▸ Problem details
Return every line of the records below without any change, but leave out the pictures.

[Dataset records on where objects are]

□ □ □ □ □

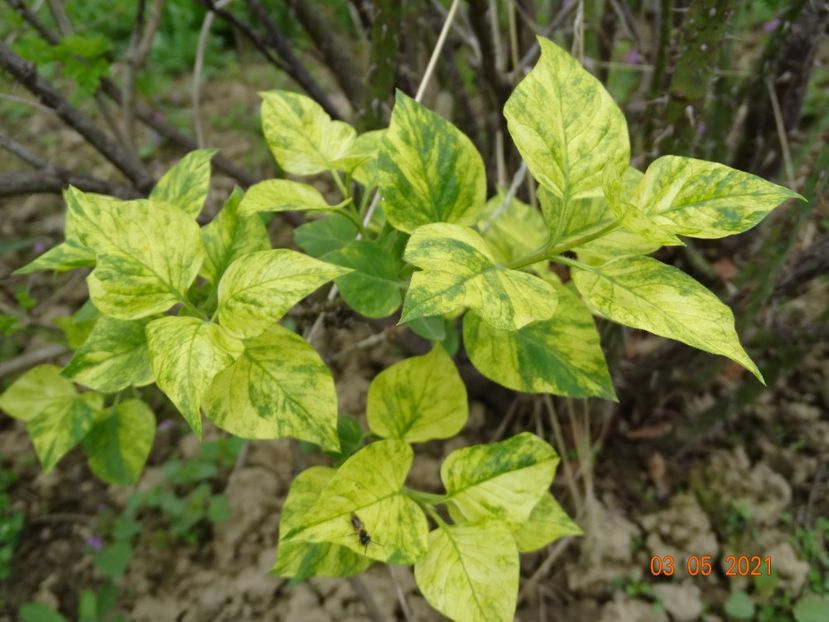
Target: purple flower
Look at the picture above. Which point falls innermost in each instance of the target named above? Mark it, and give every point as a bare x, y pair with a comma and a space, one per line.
95, 543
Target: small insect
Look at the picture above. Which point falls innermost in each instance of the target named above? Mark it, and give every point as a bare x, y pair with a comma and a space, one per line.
361, 533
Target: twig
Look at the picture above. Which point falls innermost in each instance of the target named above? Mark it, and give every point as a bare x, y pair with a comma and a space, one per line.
31, 358
332, 293
139, 49
124, 161
53, 181
362, 591
287, 63
781, 133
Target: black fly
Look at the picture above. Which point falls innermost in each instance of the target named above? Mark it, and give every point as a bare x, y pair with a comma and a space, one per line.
361, 533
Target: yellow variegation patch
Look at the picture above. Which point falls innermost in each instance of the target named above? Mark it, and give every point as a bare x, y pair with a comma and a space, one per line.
561, 355
229, 236
187, 183
471, 572
566, 125
418, 399
706, 199
302, 137
369, 485
501, 480
644, 293
427, 170
185, 354
258, 289
459, 272
302, 560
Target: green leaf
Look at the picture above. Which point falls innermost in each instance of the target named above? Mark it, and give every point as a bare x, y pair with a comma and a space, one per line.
114, 357
65, 256
566, 125
258, 289
78, 326
278, 387
418, 399
513, 233
369, 485
112, 560
373, 288
36, 390
811, 608
282, 195
502, 480
427, 170
117, 448
432, 328
459, 271
62, 425
302, 137
739, 606
361, 159
187, 183
158, 255
302, 560
38, 612
561, 355
547, 523
706, 199
643, 293
327, 234
96, 221
471, 571
229, 236
185, 354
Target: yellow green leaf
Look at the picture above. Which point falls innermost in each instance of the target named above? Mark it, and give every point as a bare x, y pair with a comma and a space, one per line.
418, 399
471, 571
35, 390
566, 125
258, 289
302, 137
301, 560
229, 236
117, 448
547, 523
561, 355
62, 425
644, 293
501, 480
373, 289
512, 231
278, 387
65, 256
428, 171
459, 272
187, 183
113, 357
185, 354
282, 195
706, 199
155, 256
369, 486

□ □ □ □ □

▸ Output
Target: purple flower
Look at the picture above. Which point falls innermost in each instance of the target named above? Mark it, and give every point as a bare x, y pair with a comma and a space, one per line.
95, 543
Target: small insect
Look at the picture above. Which point falls innermost in each instance of the target named above? Mark it, and give every point as a bare x, y pair with a comma and a space, one per line.
361, 533
Target: twig
Look at the picture above. Which point falls innermost in each instance of the target named above? Mark it, and give every point as a bare x, y pair with a comma and a space, one per line.
31, 358
332, 293
139, 49
124, 161
53, 181
362, 591
287, 63
781, 133
Target: black fly
Look at the picture above. Which point falls innermost in each instance of the target named above? Mark it, and give every point as a bare x, y pair with a comma and a space, one per line.
361, 533
Target: yellow variegation patch
Look at the picture above. Which point falls innermost in each instance of the target named above? Mark it, and give every point as a bare x, y pair with a comma and a space, one per line.
561, 355
229, 236
187, 183
471, 572
566, 125
418, 399
706, 199
302, 137
369, 485
501, 480
644, 293
427, 170
185, 354
258, 289
459, 272
302, 560
Target: green leaf
Look at the picture above. Which point falls innermost in each instance of the target named above? Mark it, and give every point as a bare x, y pair with a comma and a space, one per line.
114, 357
65, 256
566, 125
258, 289
78, 326
278, 387
418, 399
513, 233
369, 485
112, 560
373, 288
36, 390
811, 608
282, 195
502, 480
427, 170
117, 448
432, 328
459, 271
62, 425
302, 137
739, 606
361, 159
187, 183
158, 255
302, 560
38, 612
561, 355
547, 523
706, 199
643, 293
327, 234
96, 221
471, 571
229, 236
185, 354
Target: yellow green leaf
Look at the picture above. Which point falls innermost in each instance of the target named above? Mark it, and give every point as a bare x, y pair with a comma and a space, one per line.
418, 399
471, 571
35, 390
566, 125
258, 289
302, 137
301, 560
229, 236
117, 448
547, 523
561, 355
62, 425
644, 293
501, 480
373, 289
512, 231
278, 387
65, 256
428, 171
459, 272
187, 183
113, 357
185, 354
282, 195
706, 199
155, 256
369, 486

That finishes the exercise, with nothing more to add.